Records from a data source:
--------------------------------

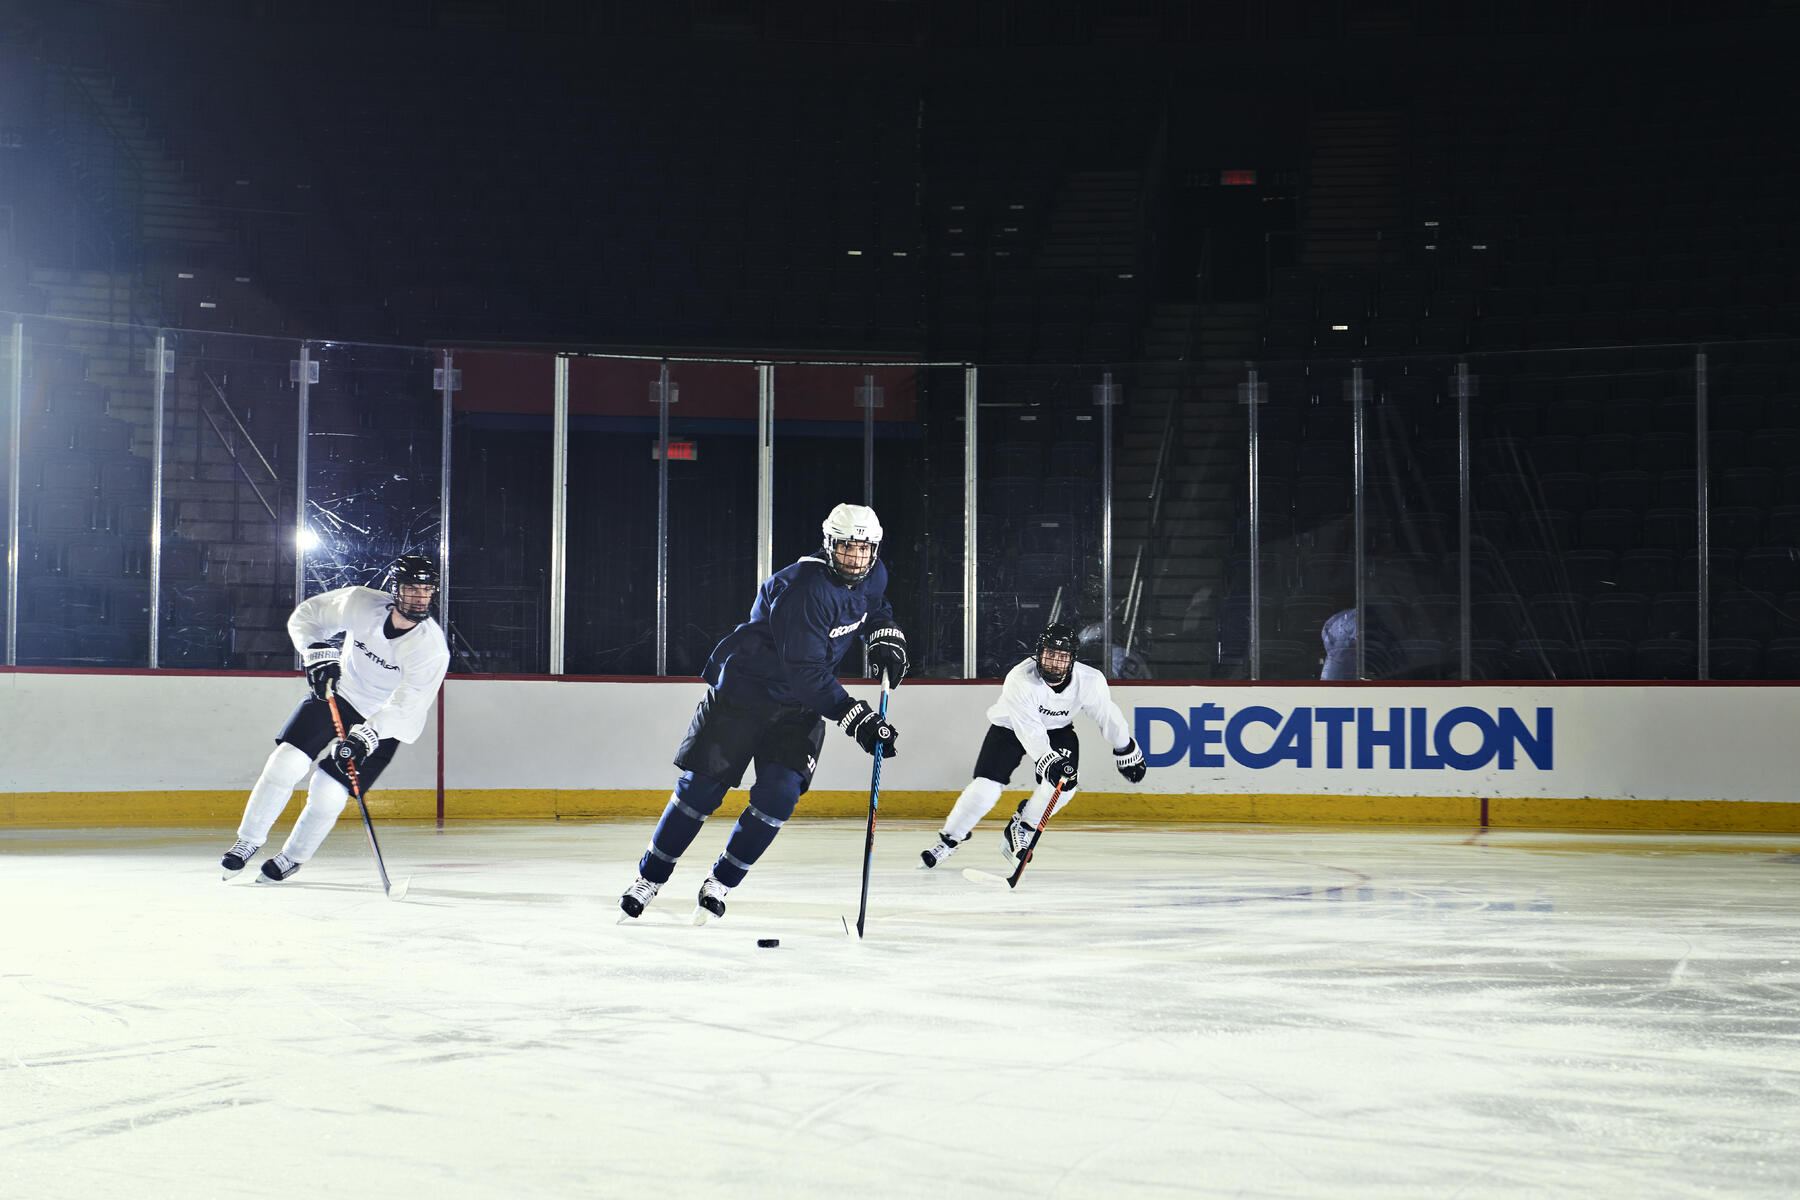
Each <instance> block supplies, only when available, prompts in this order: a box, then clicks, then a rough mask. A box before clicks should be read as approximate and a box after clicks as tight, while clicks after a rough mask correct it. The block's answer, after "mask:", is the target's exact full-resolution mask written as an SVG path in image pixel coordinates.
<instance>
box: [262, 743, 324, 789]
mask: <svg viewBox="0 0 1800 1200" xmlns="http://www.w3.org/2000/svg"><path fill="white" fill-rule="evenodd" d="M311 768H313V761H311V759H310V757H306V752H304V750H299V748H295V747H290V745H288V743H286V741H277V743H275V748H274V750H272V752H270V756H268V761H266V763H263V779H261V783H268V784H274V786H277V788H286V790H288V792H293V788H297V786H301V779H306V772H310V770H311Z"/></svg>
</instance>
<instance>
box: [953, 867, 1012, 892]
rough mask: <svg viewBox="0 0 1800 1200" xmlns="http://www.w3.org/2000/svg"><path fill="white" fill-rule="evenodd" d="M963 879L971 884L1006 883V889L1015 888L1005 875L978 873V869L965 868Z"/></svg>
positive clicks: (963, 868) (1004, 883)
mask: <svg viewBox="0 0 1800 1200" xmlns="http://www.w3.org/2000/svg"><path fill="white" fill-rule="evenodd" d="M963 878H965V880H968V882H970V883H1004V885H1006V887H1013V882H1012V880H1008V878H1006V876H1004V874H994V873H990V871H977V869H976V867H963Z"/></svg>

--------------------------------

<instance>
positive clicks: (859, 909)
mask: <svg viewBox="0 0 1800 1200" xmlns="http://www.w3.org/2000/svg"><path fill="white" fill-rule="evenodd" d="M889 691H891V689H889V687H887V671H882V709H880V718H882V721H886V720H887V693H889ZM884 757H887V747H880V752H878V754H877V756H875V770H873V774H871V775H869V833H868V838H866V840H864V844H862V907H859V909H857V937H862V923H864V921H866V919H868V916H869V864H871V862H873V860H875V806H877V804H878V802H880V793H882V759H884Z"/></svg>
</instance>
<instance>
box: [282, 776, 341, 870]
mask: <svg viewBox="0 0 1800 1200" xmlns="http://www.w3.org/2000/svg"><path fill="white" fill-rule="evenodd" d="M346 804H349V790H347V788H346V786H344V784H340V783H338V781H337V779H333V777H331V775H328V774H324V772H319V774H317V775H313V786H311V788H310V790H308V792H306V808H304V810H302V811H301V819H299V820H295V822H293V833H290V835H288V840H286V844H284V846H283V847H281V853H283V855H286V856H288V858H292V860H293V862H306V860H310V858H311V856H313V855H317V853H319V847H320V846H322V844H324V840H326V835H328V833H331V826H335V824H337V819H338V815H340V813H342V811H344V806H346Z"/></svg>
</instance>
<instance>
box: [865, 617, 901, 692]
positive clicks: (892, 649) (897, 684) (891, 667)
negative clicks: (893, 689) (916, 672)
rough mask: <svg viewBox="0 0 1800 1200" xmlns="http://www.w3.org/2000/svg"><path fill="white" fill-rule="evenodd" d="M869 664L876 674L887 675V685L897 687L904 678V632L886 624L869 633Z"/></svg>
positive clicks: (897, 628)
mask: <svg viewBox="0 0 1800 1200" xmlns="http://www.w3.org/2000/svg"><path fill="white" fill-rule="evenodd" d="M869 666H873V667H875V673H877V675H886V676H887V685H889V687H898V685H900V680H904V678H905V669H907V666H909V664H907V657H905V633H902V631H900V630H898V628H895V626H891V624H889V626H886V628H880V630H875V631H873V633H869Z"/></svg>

--------------------------------

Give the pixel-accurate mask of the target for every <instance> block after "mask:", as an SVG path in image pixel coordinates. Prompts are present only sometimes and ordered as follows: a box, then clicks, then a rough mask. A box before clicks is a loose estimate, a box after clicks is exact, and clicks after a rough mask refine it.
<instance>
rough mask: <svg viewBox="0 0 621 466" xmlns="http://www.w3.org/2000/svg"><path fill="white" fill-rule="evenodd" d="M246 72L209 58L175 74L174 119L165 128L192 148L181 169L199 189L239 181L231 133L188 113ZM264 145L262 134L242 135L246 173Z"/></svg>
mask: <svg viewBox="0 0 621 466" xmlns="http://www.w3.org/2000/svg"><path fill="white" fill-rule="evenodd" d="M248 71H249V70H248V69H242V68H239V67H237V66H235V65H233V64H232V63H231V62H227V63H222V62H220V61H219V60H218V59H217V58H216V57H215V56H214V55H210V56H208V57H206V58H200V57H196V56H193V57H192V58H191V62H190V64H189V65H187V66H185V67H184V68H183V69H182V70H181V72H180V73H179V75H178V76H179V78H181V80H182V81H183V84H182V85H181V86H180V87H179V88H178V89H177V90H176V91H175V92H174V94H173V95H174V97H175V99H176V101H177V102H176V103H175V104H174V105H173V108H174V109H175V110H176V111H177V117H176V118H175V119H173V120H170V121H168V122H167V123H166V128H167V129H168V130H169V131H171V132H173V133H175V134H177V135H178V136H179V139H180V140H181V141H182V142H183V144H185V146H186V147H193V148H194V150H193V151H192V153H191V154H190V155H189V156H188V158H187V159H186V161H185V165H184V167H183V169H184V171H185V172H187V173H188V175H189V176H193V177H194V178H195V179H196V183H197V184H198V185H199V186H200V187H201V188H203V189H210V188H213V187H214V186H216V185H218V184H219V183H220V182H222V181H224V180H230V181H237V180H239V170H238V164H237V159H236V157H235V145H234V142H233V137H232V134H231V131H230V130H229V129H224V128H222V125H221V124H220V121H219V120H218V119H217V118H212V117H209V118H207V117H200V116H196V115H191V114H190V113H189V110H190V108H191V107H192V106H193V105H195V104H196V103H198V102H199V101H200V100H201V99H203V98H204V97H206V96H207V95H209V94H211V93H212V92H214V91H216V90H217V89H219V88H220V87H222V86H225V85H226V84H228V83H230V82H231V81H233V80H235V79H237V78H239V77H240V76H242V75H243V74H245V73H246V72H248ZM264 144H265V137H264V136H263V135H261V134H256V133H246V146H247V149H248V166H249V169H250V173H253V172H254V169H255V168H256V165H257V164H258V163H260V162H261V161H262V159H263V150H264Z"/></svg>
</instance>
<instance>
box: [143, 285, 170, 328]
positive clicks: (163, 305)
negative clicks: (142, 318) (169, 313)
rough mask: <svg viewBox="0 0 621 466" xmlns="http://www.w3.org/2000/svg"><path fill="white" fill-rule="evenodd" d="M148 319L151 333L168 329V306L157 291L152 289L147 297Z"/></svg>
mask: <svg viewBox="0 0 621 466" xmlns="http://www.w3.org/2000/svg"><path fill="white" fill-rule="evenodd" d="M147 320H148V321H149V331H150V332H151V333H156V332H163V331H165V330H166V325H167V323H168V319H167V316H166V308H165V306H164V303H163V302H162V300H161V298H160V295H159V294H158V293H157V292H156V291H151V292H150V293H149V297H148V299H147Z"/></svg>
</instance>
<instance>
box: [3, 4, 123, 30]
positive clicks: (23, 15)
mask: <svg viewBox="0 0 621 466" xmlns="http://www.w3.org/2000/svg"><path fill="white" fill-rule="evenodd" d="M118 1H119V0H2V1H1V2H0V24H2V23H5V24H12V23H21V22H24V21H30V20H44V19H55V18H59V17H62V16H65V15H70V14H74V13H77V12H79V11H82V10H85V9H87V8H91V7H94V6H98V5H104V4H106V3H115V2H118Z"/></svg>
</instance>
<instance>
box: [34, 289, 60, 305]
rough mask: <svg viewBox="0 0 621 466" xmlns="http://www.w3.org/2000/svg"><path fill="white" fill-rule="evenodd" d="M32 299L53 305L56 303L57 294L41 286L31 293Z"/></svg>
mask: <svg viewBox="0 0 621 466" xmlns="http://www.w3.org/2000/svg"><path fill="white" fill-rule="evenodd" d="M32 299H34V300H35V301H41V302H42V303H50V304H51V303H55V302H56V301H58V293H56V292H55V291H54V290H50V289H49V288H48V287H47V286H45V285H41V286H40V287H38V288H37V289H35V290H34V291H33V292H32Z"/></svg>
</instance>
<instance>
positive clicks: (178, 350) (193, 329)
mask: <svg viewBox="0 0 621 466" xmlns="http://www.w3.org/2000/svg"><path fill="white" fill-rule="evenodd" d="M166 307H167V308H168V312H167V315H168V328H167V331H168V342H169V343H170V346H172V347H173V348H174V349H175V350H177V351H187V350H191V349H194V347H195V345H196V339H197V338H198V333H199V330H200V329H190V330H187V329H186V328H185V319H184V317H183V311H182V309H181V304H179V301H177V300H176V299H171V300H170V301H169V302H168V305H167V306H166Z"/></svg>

--------------------------------

> TASK PROMPT: Find the lines above with the word "negative". Copy them out.

> OUTPUT FOR THIS TASK:
negative clicks: (893, 689) (916, 672)
negative clicks: (142, 318) (169, 313)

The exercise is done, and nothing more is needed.